▶ **任务说明 a**
把下列记录从开头一直到包含"left=190, top=0, right=300, bottom=150"的那一行（首尾两行都算在内）重新写出，其中的"white wall"换成"plain wall"，其余保持不变。只输出这一段。

── 阅读材料 ──

改进此页

Shuffle and Sampling - 随机抽样和洗牌

洗牌算法

Given an array, write a program to generate a random permutation of array elements. This question is also asked as “shuffle a deck of cards” or “randomize a given array”.

题解

这里以 Fisher–Yates shuffle 算法为例,伪代码如下:

To shuffle an array a of n elements (indices 0..n-1):
  for i from 0 downto i do
       j ← random integer such that 0 ≤ j ≤ i
       exchange a[j] and a[i]

转化为代码为:

    /*
     * shuffle cards
     */
    public static void shuffleCard(int[] cards) {
        if (cards == null || cards.length == 0) return;

        Random rand = new Random();
        for (int i = 0; i < cards.length; i++) {
            int k = rand.nextInt(i + 1); // 0~i (inclusive)
            int temp = cards[i];
            cards[i] = cards[k];
            cards[k] = temp;
        }
    }

看了算法和代码后让我们来使用归纳法简单证明下这个洗牌算法的正确性。我们要证明的问题是:数组中每个元素在每个索引处出现的概率均相等。

对于单个元素来讲,以上算法显然正确,因为交换后仍然只有一个元素。接下来我们不妨假设其遍历到数组索引为i-1时满足随机排列特性,那么当遍历到数组索引为i时,随机数ki的概率为1/i, 为0~i-1的概率为(i-1)/i. 接下来与索引为i的值交换,可以得知card[i]出现在索引i的位置的概率为1/i, 在其他索引位置的概率也为1/i; 而对于card[i]之前的元素,以索引j处的元素card[j]为例进行分析可知其在位置j的概率为1/(i-1) * (i-1)/i = 1/i, 具体含义为遍历到索引i-1card[j]位于索引j的概率(1/(i-1))乘以遍历到索引i时随机数未选择与索引j的数进行交换的概率((i-1)/i).

需要注意的是前面的j <= i-1, 那么card[j]位于索引i的概率又是多少呢?要位于索引i,则随机数k须为i, 这种概率为1/i.

综上,以上算法可以实现完美洗牌(等概率)。

Random sampling - 随机抽样

随机抽样也称为水池抽样,Randomly choosing a sample of k items from a list S containing n items. 大意是从大小为 n 的数组中随机选出 m 个整数,要求每个元素被选中的概率相同。

题解

比较简洁的有算法 Algorithm R, 伪代码如下:

/*
  S has items to sample, R will contain the result
*/
ReservoirSample(S[1..n], R[1..k])

───
── 记录 ──

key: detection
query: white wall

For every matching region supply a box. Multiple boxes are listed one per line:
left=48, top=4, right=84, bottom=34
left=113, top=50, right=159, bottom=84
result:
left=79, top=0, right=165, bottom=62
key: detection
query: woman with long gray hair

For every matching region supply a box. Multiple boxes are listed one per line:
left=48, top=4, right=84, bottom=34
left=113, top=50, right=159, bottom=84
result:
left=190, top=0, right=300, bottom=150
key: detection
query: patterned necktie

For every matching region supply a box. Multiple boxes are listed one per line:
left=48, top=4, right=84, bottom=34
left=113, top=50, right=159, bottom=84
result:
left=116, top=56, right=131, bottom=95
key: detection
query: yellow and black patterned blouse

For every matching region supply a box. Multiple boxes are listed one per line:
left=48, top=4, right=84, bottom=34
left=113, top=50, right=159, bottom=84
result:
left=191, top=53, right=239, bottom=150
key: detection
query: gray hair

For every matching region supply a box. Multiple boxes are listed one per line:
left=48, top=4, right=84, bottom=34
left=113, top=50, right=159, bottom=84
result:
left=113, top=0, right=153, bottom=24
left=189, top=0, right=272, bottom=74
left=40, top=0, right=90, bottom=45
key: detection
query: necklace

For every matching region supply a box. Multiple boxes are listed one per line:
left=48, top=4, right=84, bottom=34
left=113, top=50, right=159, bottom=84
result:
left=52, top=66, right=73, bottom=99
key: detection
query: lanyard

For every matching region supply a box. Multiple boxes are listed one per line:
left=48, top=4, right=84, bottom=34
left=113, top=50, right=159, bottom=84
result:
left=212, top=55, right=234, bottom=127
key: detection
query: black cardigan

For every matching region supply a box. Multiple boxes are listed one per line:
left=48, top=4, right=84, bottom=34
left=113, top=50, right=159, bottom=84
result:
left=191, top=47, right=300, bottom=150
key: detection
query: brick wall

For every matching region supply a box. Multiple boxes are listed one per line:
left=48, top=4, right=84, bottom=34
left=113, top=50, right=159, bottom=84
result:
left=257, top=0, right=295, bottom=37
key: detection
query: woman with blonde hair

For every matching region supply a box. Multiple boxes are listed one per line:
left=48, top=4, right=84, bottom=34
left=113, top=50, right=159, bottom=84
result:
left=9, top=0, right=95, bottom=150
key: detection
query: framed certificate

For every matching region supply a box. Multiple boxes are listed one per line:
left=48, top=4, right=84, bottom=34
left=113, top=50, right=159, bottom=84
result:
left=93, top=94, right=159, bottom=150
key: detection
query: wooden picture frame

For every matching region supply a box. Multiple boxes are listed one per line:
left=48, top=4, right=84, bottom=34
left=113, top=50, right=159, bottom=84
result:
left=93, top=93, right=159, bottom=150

───

▶ **任务说明 b**
从上面那篇讲洗牌与随机抽样的材料中原样摘录一段，范围从"Random sampling - 随机抽样"一直到"ReservoirSample(S[1..n], R[1..k])"。

▶ **参考答案 a**
key: detection
query: plain wall

For every matching region supply a box. Multiple boxes are listed one per line:
left=48, top=4, right=84, bottom=34
left=113, top=50, right=159, bottom=84
result:
left=79, top=0, right=165, bottom=62
key: detection
query: woman with long gray hair

For every matching region supply a box. Multiple boxes are listed one per line:
left=48, top=4, right=84, bottom=34
left=113, top=50, right=159, bottom=84
result:
left=190, top=0, right=300, bottom=150

▶ **参考答案 b**
Random sampling - 随机抽样

随机抽样也称为水池抽样,Randomly choosing a sample of k items from a list S containing n items. 大意是从大小为 n 的数组中随机选出 m 个整数,要求每个元素被选中的概率相同。

题解

比较简洁的有算法 Algorithm R, 伪代码如下:

/*
  S has items to sample, R will contain the result
*/
ReservoirSample(S[1..n], R[1..k])